(YOUR INSTRUCTIONS): Reproduce the entries so that every line matches the original exactly.

(Natural language region descriptions):
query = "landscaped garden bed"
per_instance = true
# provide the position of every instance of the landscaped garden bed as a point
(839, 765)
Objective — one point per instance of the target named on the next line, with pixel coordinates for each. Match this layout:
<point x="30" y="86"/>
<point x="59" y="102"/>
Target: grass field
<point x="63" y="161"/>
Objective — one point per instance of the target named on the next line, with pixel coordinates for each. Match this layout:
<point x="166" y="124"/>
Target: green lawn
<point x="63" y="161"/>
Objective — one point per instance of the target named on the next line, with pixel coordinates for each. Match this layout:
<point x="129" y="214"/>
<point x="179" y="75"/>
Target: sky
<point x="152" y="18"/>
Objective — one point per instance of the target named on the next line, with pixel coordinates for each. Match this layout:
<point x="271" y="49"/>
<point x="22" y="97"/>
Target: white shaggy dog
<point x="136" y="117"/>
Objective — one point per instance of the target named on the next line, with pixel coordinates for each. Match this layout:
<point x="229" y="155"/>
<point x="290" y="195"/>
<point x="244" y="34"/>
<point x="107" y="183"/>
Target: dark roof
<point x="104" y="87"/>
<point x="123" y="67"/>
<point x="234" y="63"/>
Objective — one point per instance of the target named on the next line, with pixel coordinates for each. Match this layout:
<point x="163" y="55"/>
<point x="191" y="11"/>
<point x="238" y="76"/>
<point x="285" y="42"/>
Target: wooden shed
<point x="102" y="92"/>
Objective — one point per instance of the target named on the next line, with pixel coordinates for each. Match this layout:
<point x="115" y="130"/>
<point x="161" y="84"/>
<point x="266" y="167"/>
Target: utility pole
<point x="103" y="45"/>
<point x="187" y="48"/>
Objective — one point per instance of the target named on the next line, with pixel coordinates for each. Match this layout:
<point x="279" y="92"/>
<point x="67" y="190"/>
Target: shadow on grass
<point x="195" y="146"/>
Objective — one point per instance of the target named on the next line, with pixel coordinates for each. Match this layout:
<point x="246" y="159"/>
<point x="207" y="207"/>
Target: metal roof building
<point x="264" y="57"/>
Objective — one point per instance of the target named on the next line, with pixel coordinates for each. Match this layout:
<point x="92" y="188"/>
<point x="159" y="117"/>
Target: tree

(ANSWER TO THIS PROBLEM):
query = "landscaped garden bed"
per_instance = true
# provide the position of every instance of the landscaped garden bed as a point
(839, 765)
Objective — one point per instance of the target named on the next line, with pixel coordinates for each. Match this layout:
<point x="30" y="86"/>
<point x="59" y="102"/>
Target: grass field
<point x="63" y="161"/>
Objective — one point per instance of the target named on the next line, with pixel coordinates for each. Match this layout:
<point x="166" y="124"/>
Target: green lawn
<point x="63" y="161"/>
Objective — one point per instance of the target named on the next line, with pixel coordinates for each. Match this layout:
<point x="129" y="214"/>
<point x="179" y="75"/>
Target: sky
<point x="152" y="18"/>
Objective — one point per instance of the target named on the next line, with pixel coordinates for each. Match this layout:
<point x="271" y="49"/>
<point x="22" y="97"/>
Target: white shaggy dog
<point x="136" y="117"/>
Objective — one point per instance of the target named on the next line, with pixel coordinates for each. Match this layout:
<point x="229" y="155"/>
<point x="290" y="195"/>
<point x="244" y="34"/>
<point x="107" y="183"/>
Target: dark roof
<point x="104" y="87"/>
<point x="123" y="67"/>
<point x="234" y="63"/>
Objective — one point per instance of the target named on the next line, with pixel coordinates for each. Match this layout:
<point x="163" y="55"/>
<point x="191" y="11"/>
<point x="238" y="76"/>
<point x="285" y="42"/>
Target: wooden shed
<point x="102" y="92"/>
Objective — one point per instance of the target named on the next line, with pixel coordinates for each. Match this layout:
<point x="115" y="130"/>
<point x="161" y="84"/>
<point x="266" y="167"/>
Target: utility pole
<point x="103" y="45"/>
<point x="187" y="48"/>
Objective — one point per instance of the target named on the next line, with pixel coordinates for each. Match this layout:
<point x="279" y="92"/>
<point x="67" y="190"/>
Target: shadow on grass
<point x="195" y="146"/>
Objective — one point per instance of the target named on the next line, with pixel coordinates for each. Match this layout:
<point x="246" y="159"/>
<point x="207" y="207"/>
Target: metal roof building
<point x="264" y="57"/>
Objective — one point per instance of the target named on the next line, with pixel coordinates for each. Match this layout:
<point x="92" y="188"/>
<point x="159" y="117"/>
Target: tree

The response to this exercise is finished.